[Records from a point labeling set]
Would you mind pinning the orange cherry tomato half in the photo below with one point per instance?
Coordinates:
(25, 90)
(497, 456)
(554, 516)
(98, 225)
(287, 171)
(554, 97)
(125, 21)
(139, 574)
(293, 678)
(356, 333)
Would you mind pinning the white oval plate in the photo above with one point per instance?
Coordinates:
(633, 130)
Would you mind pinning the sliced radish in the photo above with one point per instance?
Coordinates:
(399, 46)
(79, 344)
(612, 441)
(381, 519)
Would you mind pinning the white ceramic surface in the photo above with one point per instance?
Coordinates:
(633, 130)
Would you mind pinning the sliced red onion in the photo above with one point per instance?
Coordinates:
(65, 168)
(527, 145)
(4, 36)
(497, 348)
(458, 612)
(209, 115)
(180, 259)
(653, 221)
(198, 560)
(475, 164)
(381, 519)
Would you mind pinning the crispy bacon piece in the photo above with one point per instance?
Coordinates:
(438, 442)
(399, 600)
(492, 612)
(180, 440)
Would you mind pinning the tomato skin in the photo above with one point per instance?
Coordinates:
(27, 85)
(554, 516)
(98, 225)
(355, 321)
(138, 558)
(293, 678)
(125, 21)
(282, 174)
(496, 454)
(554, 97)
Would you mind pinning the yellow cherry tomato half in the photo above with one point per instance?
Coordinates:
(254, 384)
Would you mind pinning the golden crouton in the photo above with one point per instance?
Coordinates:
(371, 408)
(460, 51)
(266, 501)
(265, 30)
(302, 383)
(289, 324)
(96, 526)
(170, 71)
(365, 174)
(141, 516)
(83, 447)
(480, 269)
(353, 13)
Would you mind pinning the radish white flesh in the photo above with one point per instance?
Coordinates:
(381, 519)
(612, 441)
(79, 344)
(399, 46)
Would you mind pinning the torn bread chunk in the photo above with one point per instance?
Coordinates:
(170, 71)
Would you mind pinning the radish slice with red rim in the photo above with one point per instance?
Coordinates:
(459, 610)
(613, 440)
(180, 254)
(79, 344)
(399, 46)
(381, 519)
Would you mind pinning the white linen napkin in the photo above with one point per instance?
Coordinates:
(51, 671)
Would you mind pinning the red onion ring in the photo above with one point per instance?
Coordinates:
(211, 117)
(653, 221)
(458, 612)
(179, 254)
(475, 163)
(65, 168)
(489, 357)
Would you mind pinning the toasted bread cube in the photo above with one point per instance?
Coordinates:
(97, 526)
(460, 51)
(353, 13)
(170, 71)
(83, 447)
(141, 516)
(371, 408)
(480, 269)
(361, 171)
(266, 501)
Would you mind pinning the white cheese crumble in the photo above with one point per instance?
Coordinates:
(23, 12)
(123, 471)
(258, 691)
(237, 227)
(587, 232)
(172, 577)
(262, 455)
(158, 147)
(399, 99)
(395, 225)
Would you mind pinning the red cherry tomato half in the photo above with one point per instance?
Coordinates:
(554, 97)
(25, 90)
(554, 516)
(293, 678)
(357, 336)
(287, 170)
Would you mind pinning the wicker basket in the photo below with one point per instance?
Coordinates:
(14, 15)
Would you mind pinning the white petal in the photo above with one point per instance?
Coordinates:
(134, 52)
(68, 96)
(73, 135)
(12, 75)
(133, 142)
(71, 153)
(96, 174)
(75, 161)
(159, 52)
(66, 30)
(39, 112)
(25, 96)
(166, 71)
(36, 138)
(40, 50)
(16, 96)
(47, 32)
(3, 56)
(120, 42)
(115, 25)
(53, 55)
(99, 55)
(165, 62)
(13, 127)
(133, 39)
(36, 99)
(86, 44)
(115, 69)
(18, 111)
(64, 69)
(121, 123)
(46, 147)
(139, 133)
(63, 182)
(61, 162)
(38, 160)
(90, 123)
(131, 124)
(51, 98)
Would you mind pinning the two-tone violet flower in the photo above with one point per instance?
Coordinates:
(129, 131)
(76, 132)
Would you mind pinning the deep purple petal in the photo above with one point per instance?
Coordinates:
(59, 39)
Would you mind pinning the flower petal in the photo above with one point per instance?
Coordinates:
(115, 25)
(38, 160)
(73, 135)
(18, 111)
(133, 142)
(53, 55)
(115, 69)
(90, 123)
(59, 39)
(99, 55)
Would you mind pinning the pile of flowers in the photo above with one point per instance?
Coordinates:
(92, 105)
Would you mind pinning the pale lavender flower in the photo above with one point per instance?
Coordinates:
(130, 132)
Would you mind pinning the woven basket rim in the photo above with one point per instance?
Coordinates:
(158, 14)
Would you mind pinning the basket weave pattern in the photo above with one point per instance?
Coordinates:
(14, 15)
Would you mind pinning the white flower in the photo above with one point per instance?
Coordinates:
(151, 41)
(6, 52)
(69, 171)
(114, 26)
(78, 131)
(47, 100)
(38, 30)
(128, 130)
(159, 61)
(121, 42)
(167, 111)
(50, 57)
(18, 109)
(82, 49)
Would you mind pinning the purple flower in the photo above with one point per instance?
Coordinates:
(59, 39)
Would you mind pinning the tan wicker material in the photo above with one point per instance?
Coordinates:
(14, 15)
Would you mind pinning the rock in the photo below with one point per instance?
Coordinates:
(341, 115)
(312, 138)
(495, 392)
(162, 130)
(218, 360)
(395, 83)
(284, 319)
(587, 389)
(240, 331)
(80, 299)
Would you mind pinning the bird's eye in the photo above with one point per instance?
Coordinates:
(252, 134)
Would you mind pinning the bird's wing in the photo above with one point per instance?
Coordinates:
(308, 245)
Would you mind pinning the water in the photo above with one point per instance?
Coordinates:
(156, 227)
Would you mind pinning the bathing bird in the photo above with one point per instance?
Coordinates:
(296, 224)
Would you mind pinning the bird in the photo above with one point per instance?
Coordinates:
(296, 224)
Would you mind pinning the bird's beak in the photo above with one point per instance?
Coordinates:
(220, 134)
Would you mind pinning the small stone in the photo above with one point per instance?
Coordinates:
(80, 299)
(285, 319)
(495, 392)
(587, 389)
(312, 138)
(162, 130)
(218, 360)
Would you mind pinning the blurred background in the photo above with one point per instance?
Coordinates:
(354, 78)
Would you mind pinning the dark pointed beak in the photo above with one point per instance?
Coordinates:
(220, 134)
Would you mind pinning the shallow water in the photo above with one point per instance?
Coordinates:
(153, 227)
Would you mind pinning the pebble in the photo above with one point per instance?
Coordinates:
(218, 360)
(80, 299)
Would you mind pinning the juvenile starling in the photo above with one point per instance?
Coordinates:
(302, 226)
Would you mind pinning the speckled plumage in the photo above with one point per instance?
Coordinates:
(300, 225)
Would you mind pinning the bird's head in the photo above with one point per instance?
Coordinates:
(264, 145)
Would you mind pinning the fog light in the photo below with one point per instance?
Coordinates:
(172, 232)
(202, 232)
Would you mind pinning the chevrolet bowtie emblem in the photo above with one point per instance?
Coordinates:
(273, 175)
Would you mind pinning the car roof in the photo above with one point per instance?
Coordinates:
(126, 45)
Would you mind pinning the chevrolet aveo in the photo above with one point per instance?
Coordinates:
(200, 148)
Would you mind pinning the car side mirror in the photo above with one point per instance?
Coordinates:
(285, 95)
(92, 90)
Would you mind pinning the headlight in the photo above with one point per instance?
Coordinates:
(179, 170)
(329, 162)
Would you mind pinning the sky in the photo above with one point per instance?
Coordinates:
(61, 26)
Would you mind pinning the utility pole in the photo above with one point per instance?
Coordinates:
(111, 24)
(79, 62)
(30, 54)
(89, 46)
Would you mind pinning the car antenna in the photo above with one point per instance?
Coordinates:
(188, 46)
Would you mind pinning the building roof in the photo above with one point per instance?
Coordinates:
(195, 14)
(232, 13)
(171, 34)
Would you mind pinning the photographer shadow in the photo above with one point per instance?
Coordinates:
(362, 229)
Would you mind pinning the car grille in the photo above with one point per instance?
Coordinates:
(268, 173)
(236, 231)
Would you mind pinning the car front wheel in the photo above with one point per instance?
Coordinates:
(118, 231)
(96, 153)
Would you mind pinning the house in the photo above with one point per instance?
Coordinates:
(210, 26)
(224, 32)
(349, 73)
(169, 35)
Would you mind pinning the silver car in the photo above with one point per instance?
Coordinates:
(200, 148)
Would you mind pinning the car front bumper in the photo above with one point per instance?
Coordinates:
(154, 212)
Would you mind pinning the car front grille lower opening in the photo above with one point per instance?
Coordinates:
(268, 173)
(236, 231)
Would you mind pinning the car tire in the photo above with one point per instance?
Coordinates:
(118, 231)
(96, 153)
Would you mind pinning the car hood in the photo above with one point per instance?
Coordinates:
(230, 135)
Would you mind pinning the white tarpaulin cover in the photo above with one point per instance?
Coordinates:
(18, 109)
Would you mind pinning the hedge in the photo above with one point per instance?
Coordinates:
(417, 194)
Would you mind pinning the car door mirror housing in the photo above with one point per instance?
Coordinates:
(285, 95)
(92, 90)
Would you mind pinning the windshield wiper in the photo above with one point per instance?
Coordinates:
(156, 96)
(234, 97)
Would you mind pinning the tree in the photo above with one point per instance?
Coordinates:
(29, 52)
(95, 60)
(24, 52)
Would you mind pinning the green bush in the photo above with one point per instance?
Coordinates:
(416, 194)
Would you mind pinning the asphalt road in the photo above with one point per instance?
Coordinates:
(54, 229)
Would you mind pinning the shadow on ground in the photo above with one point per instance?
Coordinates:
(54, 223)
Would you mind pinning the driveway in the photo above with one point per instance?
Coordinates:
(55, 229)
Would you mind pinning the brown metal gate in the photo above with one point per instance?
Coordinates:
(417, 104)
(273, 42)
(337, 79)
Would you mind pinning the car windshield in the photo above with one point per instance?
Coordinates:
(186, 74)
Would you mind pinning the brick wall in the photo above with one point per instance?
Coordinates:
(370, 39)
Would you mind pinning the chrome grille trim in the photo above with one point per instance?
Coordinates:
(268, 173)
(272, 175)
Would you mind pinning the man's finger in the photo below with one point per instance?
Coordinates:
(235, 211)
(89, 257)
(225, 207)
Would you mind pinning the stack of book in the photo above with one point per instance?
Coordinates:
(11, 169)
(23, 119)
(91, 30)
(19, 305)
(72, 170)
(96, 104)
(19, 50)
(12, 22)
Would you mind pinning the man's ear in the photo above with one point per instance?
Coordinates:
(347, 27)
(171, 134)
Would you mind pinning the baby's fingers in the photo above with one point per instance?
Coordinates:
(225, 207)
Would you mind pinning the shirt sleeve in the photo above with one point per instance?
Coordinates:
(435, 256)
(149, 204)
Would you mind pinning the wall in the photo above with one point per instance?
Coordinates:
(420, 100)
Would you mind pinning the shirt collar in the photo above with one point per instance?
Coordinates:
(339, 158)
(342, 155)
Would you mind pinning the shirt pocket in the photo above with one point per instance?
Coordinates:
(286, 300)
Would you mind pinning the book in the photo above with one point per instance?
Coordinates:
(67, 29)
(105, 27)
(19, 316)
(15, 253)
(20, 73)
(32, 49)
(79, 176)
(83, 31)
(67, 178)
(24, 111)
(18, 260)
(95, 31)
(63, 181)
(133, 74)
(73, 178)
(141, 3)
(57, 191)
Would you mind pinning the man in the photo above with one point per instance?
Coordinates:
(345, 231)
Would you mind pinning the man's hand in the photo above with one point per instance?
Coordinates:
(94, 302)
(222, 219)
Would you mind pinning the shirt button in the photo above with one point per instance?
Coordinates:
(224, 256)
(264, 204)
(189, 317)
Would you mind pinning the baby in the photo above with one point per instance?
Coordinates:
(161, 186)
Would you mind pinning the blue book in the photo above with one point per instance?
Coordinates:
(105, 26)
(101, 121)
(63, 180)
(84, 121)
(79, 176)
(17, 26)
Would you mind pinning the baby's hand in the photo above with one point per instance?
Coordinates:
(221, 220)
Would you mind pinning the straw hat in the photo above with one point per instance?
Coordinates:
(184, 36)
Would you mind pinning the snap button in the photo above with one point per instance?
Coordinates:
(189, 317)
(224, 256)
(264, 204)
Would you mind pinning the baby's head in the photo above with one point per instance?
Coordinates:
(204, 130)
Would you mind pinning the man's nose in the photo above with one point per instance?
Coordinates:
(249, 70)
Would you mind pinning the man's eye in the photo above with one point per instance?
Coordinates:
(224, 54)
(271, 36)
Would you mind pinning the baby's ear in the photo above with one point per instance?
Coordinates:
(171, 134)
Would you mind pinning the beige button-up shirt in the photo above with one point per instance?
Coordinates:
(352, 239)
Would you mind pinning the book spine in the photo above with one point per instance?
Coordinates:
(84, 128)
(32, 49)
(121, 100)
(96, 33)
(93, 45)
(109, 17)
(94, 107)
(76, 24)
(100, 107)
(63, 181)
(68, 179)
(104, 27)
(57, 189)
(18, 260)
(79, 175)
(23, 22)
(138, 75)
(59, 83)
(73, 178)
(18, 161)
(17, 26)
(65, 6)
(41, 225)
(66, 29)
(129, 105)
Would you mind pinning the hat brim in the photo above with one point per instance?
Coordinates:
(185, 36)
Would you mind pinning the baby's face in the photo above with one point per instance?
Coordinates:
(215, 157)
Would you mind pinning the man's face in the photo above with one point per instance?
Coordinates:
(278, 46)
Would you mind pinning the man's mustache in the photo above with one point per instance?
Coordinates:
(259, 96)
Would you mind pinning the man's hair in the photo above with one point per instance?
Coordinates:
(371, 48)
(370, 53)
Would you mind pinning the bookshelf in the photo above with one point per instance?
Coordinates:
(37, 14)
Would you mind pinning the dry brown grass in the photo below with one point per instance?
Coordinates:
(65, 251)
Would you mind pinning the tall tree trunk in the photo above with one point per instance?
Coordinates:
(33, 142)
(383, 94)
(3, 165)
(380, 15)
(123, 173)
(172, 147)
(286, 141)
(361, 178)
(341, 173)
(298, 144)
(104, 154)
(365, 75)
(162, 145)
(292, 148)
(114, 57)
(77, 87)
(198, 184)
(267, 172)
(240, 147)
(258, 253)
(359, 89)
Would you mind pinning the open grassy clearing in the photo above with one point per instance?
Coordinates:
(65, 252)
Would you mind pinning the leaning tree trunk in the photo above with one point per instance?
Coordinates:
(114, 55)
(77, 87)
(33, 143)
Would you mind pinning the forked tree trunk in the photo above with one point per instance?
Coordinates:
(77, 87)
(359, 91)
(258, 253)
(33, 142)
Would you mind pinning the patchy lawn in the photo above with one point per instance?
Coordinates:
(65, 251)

(What to produce) Set down exactly what runs from the line with "Would you mind pinning the open" to the last line of the data above, including both of those lines and no others.

(Result)
Would you mind pinning the open grassy clearing in the photo above with one point per instance?
Coordinates:
(65, 252)
Would you mind pinning the leaning tree trunk in the photo above with one point per instance?
Coordinates:
(114, 55)
(77, 87)
(33, 143)
Would you mind pinning the forked tree trunk in the photo above with one point per instance?
Coordinates:
(77, 87)
(359, 91)
(258, 253)
(33, 142)
Would you mind pinning the patchy lawn in the photo above with one point per instance?
Coordinates:
(65, 251)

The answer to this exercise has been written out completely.